EXERCISE MATERIAL
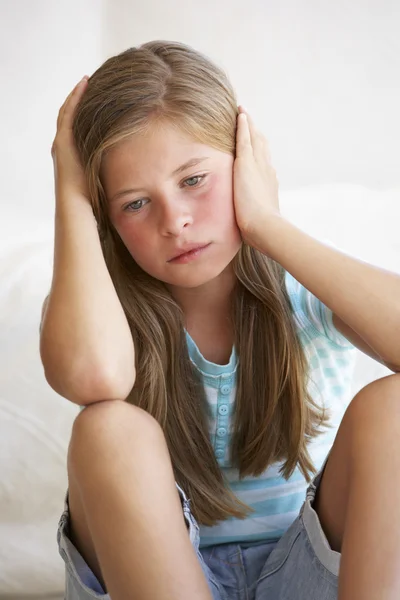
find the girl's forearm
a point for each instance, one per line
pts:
(86, 345)
(364, 296)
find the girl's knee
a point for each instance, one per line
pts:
(107, 426)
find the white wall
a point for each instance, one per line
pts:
(320, 78)
(46, 46)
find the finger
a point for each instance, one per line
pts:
(243, 139)
(258, 142)
(61, 111)
(71, 101)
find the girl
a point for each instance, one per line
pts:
(211, 344)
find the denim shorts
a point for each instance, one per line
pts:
(300, 566)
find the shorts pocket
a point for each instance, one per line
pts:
(80, 581)
(329, 559)
(293, 570)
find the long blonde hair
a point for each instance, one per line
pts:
(274, 415)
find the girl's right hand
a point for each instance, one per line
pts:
(69, 174)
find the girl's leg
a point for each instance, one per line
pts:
(358, 501)
(126, 513)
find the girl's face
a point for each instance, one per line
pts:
(167, 194)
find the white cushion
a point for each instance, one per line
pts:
(35, 422)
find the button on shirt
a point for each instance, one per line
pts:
(276, 502)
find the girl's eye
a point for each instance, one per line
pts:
(135, 206)
(196, 179)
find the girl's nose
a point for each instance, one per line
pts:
(174, 218)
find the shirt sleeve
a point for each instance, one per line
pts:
(312, 315)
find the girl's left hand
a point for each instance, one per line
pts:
(255, 184)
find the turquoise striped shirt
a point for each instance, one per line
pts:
(276, 501)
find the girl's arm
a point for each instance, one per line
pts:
(86, 345)
(365, 299)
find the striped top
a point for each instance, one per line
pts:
(276, 501)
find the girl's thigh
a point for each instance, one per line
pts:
(302, 566)
(82, 584)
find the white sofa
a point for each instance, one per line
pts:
(35, 422)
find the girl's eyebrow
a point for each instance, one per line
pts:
(190, 163)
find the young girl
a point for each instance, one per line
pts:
(211, 344)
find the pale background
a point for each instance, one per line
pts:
(321, 80)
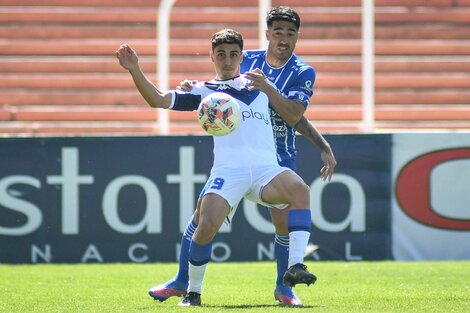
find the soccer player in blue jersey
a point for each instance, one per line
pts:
(289, 91)
(245, 162)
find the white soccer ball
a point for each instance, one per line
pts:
(219, 114)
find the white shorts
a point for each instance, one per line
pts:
(234, 184)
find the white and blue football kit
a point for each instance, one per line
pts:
(244, 160)
(294, 80)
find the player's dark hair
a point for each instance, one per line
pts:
(227, 36)
(283, 13)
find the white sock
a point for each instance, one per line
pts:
(298, 241)
(196, 275)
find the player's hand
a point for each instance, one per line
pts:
(127, 57)
(258, 80)
(329, 162)
(186, 85)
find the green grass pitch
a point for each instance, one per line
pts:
(238, 287)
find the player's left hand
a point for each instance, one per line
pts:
(329, 162)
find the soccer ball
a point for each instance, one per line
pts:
(219, 114)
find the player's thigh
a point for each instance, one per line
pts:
(280, 220)
(213, 210)
(287, 187)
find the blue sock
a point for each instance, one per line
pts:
(281, 252)
(182, 275)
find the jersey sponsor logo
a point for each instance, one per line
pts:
(247, 114)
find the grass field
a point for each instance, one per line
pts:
(238, 287)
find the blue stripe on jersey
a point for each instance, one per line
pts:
(186, 102)
(295, 81)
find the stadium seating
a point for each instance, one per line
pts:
(59, 75)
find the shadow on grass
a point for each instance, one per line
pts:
(247, 306)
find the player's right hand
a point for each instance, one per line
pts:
(186, 85)
(127, 57)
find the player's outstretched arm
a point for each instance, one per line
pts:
(129, 60)
(309, 131)
(289, 110)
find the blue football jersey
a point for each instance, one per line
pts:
(294, 81)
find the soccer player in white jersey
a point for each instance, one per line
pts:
(245, 163)
(293, 82)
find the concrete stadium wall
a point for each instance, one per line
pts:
(128, 199)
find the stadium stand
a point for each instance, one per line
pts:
(59, 75)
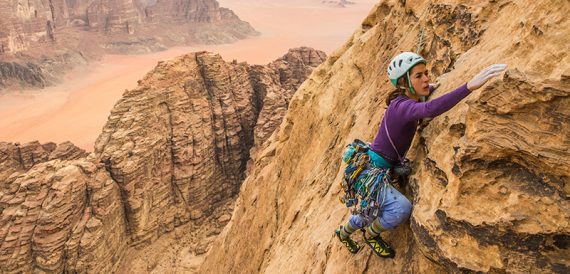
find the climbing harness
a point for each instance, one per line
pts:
(365, 185)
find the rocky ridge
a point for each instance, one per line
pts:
(37, 36)
(490, 183)
(170, 161)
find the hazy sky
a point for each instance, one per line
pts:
(78, 109)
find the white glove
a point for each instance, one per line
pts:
(485, 75)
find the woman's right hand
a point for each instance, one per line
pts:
(485, 75)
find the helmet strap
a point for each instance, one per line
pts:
(412, 90)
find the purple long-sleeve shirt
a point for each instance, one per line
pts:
(403, 116)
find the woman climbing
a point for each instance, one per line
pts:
(408, 73)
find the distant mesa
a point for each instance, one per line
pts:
(39, 40)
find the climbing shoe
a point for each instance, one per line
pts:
(351, 245)
(381, 248)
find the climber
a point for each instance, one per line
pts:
(408, 73)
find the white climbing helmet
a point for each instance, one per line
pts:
(401, 64)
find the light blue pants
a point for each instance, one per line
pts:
(395, 210)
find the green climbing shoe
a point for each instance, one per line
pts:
(351, 245)
(381, 248)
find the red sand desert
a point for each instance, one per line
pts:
(77, 110)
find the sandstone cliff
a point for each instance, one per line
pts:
(40, 39)
(171, 158)
(491, 177)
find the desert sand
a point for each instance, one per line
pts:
(77, 109)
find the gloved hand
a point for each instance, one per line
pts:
(480, 79)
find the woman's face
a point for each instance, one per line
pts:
(420, 80)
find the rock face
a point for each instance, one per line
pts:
(171, 158)
(35, 34)
(491, 177)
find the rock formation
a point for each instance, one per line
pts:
(171, 158)
(338, 3)
(490, 183)
(35, 36)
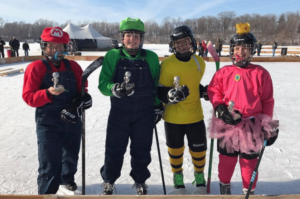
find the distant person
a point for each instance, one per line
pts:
(218, 46)
(258, 47)
(58, 119)
(2, 43)
(16, 46)
(274, 47)
(200, 49)
(11, 47)
(203, 44)
(26, 48)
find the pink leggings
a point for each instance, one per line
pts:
(227, 165)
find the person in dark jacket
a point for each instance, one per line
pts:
(58, 121)
(2, 43)
(16, 46)
(218, 46)
(258, 47)
(130, 77)
(26, 48)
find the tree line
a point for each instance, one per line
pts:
(283, 28)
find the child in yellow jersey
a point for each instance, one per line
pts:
(179, 89)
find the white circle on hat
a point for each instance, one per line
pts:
(56, 33)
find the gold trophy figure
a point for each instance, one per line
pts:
(58, 88)
(230, 109)
(176, 82)
(127, 76)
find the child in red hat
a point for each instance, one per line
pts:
(53, 86)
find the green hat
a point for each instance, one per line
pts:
(132, 24)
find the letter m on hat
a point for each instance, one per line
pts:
(56, 33)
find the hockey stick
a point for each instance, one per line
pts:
(216, 58)
(256, 169)
(161, 169)
(86, 73)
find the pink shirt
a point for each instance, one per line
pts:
(250, 88)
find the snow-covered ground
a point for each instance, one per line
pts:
(279, 169)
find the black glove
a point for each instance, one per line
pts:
(273, 139)
(223, 113)
(179, 94)
(203, 92)
(73, 111)
(158, 111)
(120, 90)
(87, 101)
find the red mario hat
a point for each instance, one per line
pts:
(55, 34)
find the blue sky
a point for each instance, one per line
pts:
(81, 11)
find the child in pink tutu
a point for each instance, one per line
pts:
(242, 96)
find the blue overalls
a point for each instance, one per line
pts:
(130, 117)
(58, 141)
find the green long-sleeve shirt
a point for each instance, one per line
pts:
(109, 64)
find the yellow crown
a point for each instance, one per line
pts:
(242, 28)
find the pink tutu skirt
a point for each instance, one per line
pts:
(247, 136)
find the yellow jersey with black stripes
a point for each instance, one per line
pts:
(190, 74)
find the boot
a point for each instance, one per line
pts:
(246, 190)
(141, 188)
(225, 189)
(200, 183)
(108, 188)
(178, 180)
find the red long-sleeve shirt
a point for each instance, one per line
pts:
(250, 88)
(33, 77)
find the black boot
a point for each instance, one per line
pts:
(107, 188)
(246, 190)
(141, 188)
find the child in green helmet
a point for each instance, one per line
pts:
(130, 76)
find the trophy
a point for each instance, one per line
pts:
(230, 109)
(58, 88)
(176, 82)
(127, 76)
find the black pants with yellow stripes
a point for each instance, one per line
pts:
(197, 142)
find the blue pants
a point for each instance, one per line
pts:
(134, 124)
(58, 157)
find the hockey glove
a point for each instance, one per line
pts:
(223, 113)
(158, 111)
(73, 111)
(87, 101)
(203, 92)
(119, 90)
(179, 94)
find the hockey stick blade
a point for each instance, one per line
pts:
(91, 68)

TASK DIRECTIONS
All that belongs in the answer is the run of lines above from the line containing "find the helmet strap" through the line containing "find the green climbing shoe", exactly as written.

PROBLEM SOLUTION
find the helmet strap
a point for each instance, one per line
pts:
(412, 90)
find the purple long-sleeve shirt
a point for each instance, one per line
pts:
(403, 116)
find the woman climbing
a point for each instance, one per line
pts:
(408, 73)
find the distant mesa
a point for each instance, one per line
pts:
(39, 40)
find the climbing shoe
a point for each instance, one per line
pts:
(351, 245)
(381, 248)
find the climber
a point for each instance, one per line
pts:
(408, 73)
find the white climbing helmet
a point for each instance, one per line
pts:
(401, 64)
find the light blue pants
a point for each instance, one per line
pts:
(395, 210)
find the green climbing shoe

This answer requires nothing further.